Could you reproduce the records from the start through the line containing "137 303 L 138", swapping "wall-mounted lantern" for "porch light" and leaving everything else unchanged?

* * * *

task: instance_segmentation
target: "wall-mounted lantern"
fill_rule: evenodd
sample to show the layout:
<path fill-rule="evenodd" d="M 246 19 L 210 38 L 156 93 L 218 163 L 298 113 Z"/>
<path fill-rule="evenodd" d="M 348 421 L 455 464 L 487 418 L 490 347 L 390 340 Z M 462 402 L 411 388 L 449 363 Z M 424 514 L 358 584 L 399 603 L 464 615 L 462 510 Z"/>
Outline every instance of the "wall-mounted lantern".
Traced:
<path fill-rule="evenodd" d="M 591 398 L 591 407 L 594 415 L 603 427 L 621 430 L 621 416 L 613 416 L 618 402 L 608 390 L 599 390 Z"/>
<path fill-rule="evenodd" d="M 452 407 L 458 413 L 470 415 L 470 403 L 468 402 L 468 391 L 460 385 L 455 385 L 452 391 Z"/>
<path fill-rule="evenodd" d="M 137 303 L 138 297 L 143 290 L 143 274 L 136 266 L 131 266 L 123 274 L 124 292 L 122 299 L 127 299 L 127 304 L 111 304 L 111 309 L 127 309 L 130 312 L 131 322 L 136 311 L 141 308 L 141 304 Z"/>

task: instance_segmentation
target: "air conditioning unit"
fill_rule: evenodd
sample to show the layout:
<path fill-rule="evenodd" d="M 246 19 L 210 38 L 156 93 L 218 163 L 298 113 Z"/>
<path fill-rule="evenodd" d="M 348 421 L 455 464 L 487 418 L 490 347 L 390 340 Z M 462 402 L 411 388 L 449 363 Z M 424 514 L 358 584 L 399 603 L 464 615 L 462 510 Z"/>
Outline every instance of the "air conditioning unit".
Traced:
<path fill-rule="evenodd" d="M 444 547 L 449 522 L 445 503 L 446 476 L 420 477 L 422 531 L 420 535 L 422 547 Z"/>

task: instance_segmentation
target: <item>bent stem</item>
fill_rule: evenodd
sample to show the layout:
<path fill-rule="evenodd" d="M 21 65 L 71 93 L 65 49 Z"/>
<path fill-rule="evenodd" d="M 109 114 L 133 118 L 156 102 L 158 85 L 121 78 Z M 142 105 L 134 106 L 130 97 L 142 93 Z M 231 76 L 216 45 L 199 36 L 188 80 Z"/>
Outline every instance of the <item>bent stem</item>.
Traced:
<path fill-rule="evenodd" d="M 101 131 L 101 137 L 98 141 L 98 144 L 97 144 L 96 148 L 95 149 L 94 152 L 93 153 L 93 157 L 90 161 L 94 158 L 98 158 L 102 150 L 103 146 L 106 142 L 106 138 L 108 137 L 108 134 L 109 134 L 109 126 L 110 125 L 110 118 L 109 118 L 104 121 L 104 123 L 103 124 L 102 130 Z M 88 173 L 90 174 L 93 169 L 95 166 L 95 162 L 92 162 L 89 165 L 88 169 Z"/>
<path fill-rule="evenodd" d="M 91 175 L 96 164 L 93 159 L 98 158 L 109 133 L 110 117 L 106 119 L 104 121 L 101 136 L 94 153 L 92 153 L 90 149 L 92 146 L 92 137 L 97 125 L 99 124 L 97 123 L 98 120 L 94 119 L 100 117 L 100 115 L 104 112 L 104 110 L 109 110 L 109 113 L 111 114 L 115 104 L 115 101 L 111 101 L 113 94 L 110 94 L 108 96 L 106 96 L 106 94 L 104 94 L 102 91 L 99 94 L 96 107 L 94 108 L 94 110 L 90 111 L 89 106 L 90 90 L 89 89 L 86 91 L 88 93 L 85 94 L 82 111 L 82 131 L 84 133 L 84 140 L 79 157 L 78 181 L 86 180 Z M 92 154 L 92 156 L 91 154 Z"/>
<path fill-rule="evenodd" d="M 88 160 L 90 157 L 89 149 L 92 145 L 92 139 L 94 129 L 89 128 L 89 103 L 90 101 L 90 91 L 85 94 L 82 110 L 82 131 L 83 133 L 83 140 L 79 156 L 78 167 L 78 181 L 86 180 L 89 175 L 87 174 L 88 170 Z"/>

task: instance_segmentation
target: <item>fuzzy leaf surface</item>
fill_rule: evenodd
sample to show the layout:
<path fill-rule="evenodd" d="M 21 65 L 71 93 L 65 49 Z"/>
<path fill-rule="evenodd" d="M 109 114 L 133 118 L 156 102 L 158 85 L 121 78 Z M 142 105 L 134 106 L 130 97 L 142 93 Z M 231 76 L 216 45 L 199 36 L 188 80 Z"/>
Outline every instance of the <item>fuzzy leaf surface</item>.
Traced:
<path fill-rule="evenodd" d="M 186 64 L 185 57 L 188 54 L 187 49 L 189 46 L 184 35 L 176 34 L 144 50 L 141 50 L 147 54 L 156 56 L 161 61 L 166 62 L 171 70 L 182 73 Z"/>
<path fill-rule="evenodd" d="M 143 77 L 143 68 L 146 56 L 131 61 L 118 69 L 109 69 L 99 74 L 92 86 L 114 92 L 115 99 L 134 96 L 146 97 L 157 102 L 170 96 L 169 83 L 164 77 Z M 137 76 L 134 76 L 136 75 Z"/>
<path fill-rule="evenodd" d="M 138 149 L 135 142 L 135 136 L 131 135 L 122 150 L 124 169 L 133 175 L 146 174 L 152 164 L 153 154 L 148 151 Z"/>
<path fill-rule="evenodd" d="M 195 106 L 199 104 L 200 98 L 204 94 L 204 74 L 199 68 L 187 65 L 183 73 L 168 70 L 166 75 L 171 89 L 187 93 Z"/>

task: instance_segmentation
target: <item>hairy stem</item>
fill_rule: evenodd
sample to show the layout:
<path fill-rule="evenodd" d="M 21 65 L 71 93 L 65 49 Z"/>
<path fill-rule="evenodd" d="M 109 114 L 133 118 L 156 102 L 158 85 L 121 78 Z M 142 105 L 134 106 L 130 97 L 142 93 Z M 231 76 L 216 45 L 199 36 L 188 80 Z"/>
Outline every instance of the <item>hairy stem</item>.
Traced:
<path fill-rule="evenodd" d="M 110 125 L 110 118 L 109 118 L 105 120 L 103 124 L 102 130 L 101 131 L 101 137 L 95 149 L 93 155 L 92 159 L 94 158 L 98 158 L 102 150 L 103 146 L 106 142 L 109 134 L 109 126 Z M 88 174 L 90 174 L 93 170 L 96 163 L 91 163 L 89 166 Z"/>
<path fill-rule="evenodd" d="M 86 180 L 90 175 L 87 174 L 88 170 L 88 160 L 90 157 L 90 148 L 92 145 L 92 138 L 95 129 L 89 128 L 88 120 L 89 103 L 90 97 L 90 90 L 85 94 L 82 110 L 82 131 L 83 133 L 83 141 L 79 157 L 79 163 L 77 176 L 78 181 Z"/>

* * * *

■ Completed exercise:
task: instance_segmentation
target: "porch light"
fill_rule: evenodd
sample to show the layout:
<path fill-rule="evenodd" d="M 246 19 L 210 38 L 156 93 L 218 163 L 298 113 Z"/>
<path fill-rule="evenodd" d="M 348 421 L 455 464 L 487 418 L 490 347 L 390 340 Z M 462 402 L 411 388 L 449 363 Z M 424 514 L 358 584 L 399 603 L 464 615 L 462 510 Z"/>
Outline every instance of the "porch light".
Traced:
<path fill-rule="evenodd" d="M 591 398 L 591 407 L 594 415 L 603 427 L 621 430 L 621 416 L 613 416 L 618 402 L 608 390 L 599 390 Z"/>
<path fill-rule="evenodd" d="M 452 407 L 458 413 L 470 415 L 470 403 L 468 402 L 468 391 L 460 385 L 455 385 L 452 391 Z"/>
<path fill-rule="evenodd" d="M 137 303 L 138 297 L 143 290 L 143 274 L 136 266 L 131 266 L 123 274 L 124 292 L 122 299 L 127 299 L 127 304 L 111 304 L 111 309 L 127 309 L 130 312 L 131 322 L 136 311 L 141 308 L 141 304 Z"/>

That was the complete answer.